Written request - Rewrite the items from the line with "of the snowy" to the line with "(1008, 389)", substituting "widest part" for "thickest part" and leaving everything else unchanged.

Given records -
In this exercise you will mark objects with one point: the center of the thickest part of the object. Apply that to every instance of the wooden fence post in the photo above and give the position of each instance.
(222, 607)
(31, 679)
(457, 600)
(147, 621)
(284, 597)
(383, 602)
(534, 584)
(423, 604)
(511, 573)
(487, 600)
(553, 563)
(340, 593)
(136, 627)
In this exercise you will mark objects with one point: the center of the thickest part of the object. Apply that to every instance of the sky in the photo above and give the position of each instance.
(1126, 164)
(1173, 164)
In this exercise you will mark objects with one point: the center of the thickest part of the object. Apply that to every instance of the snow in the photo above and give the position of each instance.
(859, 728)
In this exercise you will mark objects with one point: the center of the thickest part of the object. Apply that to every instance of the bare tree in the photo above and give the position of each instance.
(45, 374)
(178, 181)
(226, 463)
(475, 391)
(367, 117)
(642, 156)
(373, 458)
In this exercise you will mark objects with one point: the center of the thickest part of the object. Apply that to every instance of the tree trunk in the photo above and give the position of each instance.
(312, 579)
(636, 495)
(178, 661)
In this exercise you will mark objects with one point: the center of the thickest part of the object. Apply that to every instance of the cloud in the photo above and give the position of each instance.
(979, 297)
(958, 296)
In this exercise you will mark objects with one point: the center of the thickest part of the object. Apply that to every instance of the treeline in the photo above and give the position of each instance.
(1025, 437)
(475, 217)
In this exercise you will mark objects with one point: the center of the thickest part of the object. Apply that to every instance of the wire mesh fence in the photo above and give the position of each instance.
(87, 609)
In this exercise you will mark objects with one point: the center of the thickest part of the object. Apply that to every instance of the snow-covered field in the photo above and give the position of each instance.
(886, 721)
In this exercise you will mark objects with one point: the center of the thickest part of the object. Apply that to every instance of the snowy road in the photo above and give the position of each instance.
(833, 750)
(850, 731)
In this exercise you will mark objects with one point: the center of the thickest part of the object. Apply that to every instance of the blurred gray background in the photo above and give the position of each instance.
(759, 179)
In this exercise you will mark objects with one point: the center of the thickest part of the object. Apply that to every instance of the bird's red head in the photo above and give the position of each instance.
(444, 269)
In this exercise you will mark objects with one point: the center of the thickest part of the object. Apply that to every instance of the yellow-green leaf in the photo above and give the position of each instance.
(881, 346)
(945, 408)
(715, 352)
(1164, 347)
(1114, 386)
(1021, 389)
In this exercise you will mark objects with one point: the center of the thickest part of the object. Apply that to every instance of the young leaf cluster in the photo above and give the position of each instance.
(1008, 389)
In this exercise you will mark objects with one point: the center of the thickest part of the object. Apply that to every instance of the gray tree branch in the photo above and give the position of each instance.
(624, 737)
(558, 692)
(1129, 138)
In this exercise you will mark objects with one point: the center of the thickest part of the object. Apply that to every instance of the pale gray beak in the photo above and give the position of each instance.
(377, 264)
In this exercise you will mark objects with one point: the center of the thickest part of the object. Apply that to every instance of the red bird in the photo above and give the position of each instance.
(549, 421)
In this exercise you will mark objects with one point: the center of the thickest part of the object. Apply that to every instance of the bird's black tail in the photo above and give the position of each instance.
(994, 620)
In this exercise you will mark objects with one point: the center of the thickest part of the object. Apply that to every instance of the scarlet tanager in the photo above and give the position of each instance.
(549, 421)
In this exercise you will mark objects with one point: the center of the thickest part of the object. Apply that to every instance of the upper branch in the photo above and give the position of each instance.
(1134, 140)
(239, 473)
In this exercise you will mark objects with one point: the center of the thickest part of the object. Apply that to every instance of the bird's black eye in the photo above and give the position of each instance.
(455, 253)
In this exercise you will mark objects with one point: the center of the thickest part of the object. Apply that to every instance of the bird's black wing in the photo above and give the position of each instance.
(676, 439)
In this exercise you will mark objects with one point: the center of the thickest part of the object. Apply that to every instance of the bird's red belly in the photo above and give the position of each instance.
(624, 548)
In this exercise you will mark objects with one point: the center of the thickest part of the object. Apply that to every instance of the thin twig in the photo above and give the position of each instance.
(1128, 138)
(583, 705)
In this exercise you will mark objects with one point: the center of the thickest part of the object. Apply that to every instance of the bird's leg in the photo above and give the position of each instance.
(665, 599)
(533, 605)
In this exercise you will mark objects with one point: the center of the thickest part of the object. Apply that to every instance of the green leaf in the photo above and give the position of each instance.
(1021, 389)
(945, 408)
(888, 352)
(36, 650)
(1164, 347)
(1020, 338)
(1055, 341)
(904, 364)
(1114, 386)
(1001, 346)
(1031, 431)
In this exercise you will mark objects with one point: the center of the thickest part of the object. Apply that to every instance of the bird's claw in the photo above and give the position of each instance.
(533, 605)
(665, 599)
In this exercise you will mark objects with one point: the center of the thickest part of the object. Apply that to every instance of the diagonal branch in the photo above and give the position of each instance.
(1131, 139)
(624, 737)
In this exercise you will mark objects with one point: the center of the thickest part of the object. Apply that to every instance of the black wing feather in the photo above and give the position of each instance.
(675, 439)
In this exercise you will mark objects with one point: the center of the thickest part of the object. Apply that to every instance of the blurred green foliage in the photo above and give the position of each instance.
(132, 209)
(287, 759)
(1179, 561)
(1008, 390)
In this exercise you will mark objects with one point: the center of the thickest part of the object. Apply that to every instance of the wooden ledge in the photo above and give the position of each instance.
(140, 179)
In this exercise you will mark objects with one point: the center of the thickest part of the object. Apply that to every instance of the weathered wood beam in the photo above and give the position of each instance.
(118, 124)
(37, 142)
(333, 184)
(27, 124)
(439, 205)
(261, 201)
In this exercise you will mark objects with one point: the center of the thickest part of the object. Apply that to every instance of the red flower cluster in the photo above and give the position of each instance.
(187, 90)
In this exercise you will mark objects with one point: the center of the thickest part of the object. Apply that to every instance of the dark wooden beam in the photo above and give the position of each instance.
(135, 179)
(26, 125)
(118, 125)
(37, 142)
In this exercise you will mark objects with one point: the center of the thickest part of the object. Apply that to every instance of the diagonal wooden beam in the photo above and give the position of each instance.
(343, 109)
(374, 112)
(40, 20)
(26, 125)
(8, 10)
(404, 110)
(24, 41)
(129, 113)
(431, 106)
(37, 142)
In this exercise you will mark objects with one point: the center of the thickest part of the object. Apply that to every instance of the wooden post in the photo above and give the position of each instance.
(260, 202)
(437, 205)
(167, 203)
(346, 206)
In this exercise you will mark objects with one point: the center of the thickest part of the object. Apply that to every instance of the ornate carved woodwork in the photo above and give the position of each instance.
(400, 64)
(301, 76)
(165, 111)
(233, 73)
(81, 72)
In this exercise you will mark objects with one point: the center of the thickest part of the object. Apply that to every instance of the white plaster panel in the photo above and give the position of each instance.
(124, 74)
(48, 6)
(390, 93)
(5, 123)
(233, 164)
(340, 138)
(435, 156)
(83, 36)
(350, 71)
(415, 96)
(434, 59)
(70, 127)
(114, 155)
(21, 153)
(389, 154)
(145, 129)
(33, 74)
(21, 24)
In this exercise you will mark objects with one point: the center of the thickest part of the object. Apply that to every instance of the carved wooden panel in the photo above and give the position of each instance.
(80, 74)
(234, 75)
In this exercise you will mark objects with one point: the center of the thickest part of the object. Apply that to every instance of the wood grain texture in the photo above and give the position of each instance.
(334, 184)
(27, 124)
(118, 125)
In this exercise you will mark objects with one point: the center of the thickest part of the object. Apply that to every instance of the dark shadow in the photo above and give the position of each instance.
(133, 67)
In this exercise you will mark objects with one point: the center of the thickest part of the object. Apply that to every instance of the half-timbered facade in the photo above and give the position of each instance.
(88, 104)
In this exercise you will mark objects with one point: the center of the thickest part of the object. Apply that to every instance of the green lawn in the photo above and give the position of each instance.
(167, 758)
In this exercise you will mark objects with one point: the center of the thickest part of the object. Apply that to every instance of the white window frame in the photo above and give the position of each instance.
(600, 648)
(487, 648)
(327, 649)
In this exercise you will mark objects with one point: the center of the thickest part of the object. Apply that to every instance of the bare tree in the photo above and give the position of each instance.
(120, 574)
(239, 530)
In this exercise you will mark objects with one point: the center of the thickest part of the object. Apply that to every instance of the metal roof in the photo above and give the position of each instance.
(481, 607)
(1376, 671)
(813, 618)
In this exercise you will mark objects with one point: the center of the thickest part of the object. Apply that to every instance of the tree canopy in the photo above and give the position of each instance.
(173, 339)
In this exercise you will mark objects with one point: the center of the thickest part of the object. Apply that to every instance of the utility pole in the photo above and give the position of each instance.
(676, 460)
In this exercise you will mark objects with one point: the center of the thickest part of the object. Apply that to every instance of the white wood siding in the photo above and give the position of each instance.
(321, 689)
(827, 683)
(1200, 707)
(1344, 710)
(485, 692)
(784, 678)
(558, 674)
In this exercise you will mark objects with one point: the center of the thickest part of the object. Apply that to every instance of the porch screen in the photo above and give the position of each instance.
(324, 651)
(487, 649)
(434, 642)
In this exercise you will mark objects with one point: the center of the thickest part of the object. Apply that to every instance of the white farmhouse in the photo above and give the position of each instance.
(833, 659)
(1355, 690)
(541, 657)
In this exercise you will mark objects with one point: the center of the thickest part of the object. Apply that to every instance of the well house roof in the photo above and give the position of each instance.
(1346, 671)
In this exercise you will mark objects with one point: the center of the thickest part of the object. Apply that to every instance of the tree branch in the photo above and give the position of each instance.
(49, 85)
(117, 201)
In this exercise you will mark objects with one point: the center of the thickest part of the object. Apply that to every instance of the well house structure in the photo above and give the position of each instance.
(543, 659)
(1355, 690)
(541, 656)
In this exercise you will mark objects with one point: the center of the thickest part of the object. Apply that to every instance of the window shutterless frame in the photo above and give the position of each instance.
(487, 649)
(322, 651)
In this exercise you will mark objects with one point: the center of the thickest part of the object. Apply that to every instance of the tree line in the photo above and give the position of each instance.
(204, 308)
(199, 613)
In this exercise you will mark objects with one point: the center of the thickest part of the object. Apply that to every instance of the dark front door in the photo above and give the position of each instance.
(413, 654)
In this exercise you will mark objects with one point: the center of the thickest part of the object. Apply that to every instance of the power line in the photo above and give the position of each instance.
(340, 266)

Answer -
In this exercise you will mark objects with one point: the center of the widest part of the object. Apply that to every instance of the snowy road in the photo above and give the position of each instance.
(833, 750)
(850, 731)
In this exercise you will mark objects with one point: the center of the widest part of the object. Apply that to every instance of the blurred gray background in the photo above and give the position of each instance.
(759, 179)
In this exercise you will mark objects with one point: the center of the widest part of the object. Apply that to every instance of the bird's red head in the photo above and give the position of each instance.
(444, 269)
In this exercise you will mark objects with one point: the center of the widest part of the object. Apply that to every instance of the yellow-green leaf in the photo above and give the position of each instance.
(881, 346)
(945, 408)
(715, 352)
(1164, 347)
(1114, 386)
(1021, 389)
In this exercise you will mark objects with one point: the center of the widest part of the object. Apply that to every instance of the young leaf cluster in the photo above and give the position of each instance.
(1008, 389)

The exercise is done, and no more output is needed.